- **WHAT YOU WILL DO**: Directions for the data below: repeat exactly the lines from the one with "Target: bird's wing" through the one with "of the boulder.", both included, and omit all pictures.

+++++

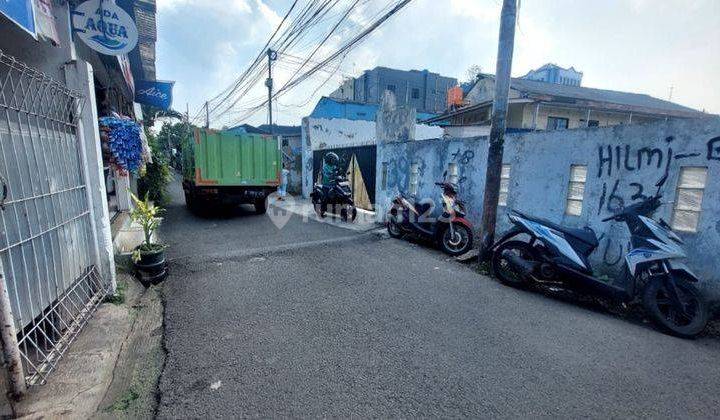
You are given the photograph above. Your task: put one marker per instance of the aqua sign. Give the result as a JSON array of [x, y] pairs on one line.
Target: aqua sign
[[105, 27]]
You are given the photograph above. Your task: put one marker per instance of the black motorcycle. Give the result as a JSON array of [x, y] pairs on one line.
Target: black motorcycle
[[652, 273], [450, 230], [334, 197]]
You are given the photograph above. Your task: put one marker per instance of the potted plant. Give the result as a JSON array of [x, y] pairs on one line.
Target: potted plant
[[148, 257]]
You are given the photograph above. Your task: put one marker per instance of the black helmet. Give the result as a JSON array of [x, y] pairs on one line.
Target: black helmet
[[331, 158]]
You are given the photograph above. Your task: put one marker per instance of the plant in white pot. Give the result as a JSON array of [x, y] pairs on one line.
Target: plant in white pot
[[148, 257]]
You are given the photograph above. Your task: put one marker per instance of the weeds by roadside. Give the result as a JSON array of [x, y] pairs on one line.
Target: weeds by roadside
[[119, 297], [124, 401]]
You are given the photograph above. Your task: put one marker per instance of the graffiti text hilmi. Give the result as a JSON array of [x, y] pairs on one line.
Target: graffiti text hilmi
[[622, 157]]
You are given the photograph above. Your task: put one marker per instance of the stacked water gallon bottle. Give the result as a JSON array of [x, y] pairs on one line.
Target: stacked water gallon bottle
[[125, 143]]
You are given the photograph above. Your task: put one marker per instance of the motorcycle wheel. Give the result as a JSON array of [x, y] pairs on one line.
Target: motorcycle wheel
[[457, 242], [394, 228], [320, 210], [348, 212], [502, 269], [667, 316]]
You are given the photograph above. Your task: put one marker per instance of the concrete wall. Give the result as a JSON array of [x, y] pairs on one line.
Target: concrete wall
[[72, 64], [540, 170]]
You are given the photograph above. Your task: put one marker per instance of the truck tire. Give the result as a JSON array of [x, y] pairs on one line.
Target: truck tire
[[190, 202], [261, 206]]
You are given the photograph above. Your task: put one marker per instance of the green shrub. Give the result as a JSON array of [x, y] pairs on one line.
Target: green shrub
[[154, 182]]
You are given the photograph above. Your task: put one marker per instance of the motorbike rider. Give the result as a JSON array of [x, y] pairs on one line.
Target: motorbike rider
[[330, 169]]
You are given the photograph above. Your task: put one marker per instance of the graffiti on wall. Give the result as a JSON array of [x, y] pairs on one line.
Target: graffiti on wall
[[613, 160], [618, 191]]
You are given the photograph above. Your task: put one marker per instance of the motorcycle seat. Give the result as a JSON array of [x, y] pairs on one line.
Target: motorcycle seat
[[585, 234]]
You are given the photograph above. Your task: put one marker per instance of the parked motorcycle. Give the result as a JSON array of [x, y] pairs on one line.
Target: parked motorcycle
[[652, 273], [336, 197], [451, 231]]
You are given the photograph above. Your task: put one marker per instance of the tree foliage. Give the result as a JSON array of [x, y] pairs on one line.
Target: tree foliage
[[153, 184]]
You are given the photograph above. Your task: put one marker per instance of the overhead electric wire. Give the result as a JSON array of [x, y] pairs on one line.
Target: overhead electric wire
[[344, 49], [289, 37]]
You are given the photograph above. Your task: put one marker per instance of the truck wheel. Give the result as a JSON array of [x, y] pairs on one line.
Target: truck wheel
[[190, 202], [261, 206]]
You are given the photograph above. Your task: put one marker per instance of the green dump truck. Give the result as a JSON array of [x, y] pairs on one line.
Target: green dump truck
[[225, 168]]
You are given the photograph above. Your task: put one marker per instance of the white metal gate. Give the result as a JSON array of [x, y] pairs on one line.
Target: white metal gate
[[48, 248]]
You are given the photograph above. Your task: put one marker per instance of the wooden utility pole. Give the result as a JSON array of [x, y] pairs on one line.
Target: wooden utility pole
[[503, 68]]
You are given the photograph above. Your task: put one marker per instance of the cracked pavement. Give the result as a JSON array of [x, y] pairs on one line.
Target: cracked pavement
[[317, 321]]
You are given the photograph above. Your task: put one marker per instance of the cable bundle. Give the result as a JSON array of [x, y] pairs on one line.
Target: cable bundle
[[124, 142]]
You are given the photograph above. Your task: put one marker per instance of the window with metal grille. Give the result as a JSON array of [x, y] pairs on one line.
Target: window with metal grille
[[557, 123], [504, 185], [414, 178], [452, 176], [383, 181], [688, 203], [576, 189]]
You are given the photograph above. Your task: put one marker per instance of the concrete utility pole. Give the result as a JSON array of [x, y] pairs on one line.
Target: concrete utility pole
[[207, 115], [503, 68], [8, 338], [272, 56]]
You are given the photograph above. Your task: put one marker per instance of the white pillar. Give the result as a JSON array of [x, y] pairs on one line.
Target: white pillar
[[79, 76]]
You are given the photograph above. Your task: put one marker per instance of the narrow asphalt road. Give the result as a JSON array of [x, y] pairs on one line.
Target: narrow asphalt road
[[315, 320]]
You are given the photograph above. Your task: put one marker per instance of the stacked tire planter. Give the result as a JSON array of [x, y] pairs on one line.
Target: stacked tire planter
[[152, 267]]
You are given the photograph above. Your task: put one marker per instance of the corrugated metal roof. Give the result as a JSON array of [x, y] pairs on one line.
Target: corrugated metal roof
[[598, 95]]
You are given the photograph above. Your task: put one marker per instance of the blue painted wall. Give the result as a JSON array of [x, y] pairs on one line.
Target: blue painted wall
[[540, 171]]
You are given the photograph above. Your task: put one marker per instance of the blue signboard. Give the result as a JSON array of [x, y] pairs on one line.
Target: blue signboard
[[154, 93], [21, 12]]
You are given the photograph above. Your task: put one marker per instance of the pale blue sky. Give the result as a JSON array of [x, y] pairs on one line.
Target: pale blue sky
[[642, 46]]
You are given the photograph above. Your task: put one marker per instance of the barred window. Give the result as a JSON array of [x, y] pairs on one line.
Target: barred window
[[383, 181], [414, 178], [452, 173], [576, 189], [504, 185], [688, 202]]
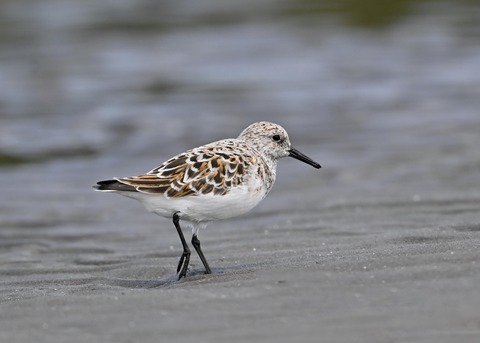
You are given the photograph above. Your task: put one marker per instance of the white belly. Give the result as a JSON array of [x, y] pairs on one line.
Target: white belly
[[202, 208]]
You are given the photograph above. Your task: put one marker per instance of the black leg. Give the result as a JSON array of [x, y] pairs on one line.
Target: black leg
[[196, 245], [185, 259]]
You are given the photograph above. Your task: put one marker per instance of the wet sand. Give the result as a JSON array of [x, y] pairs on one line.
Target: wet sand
[[330, 263], [380, 245]]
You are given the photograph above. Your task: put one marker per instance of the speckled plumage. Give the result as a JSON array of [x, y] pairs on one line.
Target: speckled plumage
[[215, 181]]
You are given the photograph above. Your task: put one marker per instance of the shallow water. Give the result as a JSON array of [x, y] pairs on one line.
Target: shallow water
[[381, 244]]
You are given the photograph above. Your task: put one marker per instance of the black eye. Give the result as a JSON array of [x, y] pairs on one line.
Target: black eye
[[276, 138]]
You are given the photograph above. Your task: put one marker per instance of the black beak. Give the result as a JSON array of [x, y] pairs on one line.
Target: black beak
[[301, 157]]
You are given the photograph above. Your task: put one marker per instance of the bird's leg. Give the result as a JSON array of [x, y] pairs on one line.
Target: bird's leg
[[185, 259], [196, 245]]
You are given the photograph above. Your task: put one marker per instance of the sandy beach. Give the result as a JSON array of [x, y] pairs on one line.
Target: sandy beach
[[380, 245]]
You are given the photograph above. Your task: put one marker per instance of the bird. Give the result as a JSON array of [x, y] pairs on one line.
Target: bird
[[212, 182]]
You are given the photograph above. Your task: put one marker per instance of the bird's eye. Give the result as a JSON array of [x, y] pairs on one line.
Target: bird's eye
[[276, 138]]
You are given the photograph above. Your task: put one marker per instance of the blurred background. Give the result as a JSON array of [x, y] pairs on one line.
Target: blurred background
[[385, 95]]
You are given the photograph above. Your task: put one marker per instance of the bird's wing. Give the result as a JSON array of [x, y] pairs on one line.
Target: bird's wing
[[209, 169]]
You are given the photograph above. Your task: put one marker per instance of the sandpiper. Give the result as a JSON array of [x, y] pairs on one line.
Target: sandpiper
[[215, 181]]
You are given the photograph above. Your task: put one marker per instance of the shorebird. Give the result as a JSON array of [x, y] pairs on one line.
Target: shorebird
[[215, 181]]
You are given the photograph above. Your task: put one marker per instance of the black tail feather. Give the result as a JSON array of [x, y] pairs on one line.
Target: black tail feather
[[113, 185]]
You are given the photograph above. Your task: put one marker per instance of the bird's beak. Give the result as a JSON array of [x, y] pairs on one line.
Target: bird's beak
[[301, 157]]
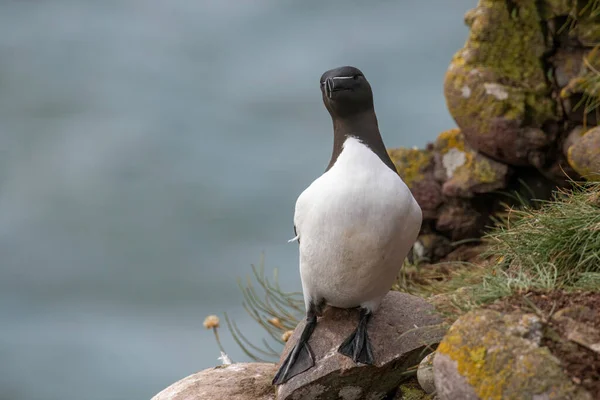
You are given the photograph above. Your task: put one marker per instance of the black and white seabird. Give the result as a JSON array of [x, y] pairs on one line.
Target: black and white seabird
[[355, 224]]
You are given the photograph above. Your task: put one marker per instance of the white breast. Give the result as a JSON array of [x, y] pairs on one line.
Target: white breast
[[356, 224]]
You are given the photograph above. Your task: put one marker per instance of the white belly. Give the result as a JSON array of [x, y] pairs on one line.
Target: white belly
[[356, 224]]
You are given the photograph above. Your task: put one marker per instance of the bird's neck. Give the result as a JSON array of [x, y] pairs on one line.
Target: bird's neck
[[364, 127]]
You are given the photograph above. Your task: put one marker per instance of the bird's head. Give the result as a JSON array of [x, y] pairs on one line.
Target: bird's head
[[346, 91]]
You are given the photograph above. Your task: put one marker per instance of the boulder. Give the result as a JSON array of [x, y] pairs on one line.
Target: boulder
[[496, 87], [425, 374], [491, 355], [238, 381], [461, 220], [415, 166], [403, 331], [410, 390], [430, 247], [584, 155], [464, 171]]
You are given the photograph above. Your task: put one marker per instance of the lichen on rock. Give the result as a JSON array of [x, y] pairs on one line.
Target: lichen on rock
[[584, 155], [466, 172], [496, 84], [496, 356], [415, 166]]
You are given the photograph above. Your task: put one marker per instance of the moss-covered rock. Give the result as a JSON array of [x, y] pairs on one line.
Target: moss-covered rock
[[460, 219], [584, 155], [410, 390], [415, 166], [494, 356], [555, 8], [431, 247], [496, 85], [465, 171], [581, 96]]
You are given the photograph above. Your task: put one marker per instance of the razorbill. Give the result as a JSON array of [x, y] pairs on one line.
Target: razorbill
[[355, 224]]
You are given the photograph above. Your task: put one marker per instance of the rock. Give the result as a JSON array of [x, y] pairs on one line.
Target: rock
[[556, 8], [568, 65], [425, 374], [431, 247], [583, 334], [415, 166], [496, 88], [578, 95], [584, 155], [464, 171], [572, 137], [491, 355], [461, 220], [410, 390], [238, 381], [401, 332]]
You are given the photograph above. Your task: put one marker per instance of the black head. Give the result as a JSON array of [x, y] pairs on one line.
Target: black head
[[346, 91]]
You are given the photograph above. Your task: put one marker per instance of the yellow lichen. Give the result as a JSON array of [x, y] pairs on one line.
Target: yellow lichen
[[497, 82], [450, 139], [499, 365]]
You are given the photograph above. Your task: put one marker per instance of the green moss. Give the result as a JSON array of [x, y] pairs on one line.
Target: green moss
[[555, 8], [410, 390], [499, 73], [510, 44], [584, 155], [411, 163]]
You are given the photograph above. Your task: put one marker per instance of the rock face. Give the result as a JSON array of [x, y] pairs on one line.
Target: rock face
[[522, 90], [425, 374], [491, 355], [496, 87], [239, 381], [401, 332]]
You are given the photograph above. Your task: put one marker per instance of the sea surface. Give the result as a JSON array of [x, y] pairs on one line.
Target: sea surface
[[151, 151]]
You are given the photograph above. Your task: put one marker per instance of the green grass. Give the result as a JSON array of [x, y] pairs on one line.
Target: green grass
[[562, 236], [542, 246]]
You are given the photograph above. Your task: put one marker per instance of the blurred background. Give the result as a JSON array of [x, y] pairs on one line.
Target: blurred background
[[150, 151]]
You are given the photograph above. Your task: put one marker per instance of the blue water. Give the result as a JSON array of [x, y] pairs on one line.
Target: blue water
[[150, 151]]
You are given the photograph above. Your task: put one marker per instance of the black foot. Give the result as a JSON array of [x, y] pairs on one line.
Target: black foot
[[294, 364], [300, 358], [357, 346]]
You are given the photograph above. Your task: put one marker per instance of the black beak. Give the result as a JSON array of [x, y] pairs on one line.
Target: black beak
[[336, 84]]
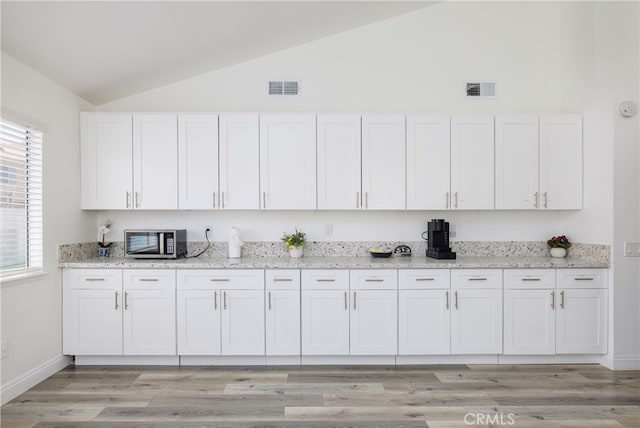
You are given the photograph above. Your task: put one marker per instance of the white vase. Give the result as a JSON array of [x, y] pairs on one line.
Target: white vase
[[296, 252], [558, 252]]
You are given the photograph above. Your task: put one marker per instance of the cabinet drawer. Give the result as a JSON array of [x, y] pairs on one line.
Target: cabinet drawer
[[377, 279], [581, 278], [282, 279], [476, 278], [329, 279], [529, 278], [217, 279], [149, 279], [418, 279], [92, 279]]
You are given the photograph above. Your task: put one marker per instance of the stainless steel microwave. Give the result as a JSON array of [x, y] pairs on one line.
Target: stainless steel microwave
[[155, 243]]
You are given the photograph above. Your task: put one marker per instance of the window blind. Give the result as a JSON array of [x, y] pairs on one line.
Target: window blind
[[21, 231]]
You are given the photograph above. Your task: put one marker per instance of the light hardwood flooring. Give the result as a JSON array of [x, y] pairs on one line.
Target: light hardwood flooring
[[521, 396]]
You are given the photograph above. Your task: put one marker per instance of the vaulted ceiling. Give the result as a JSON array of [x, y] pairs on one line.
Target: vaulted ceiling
[[106, 50]]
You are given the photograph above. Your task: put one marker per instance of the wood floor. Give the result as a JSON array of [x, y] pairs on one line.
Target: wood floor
[[435, 396]]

+++++

- **SOLVED EXERCISE**:
Target: bird's wing
[[209, 169]]
You are given the photograph above. Your task: put one marker per instance of the sandpiper. Give the result as a JSON array of [x, y] pairs on one line.
Target: sandpiper
[[215, 181]]
You are given the photograph above. Your task: put one marker per instance of the shorebird. Give the result as a JSON array of [x, y] pairs on one line.
Target: shorebird
[[215, 181]]
You are given the photograph above. Your task: put one marker per instance of the black tail feather. Give the result as a JSON array of [x, y] pairs on one line.
Target: black tail feather
[[113, 185]]
You are given the photograph above. Your task: put one marker per instance of the bird's beak. Give the result as a JSON array of [x, y] pairs on one line.
Target: bird's beak
[[301, 157]]
You are given the photograph above. Your task: put one marker per instance of the black and white seabird. Give the result as a JSON array of [x, y] pairs on one line.
Target: black and white seabird
[[355, 224]]
You are given the photograph above. Your task: put one marker per instance of the white breast. Give the result as a JSON array of [x, y] pairs on one line.
Target: white breast
[[356, 224]]
You are given the photograph above. Your task: put one marker per instance of the white belly. Give the result as a JSON array of [x, y] pairs on one line.
Target: white belly
[[356, 224]]
You are given the photograph above. Your task: put one marker per instance of the bird's neck. Give the result as a JSON array of [x, y] pairs on one line.
Target: bird's neck
[[364, 127]]
You are given the photograph above. Your task: put one marker per instance of the bird's head. Give the result as a JSON array of [x, y] pairs on one line.
Target: bird's head
[[346, 91]]
You are given the photograph above. Your task: put one marker per instance of the boulder. Give the result as a JSON array of [x, y] pairs on one line.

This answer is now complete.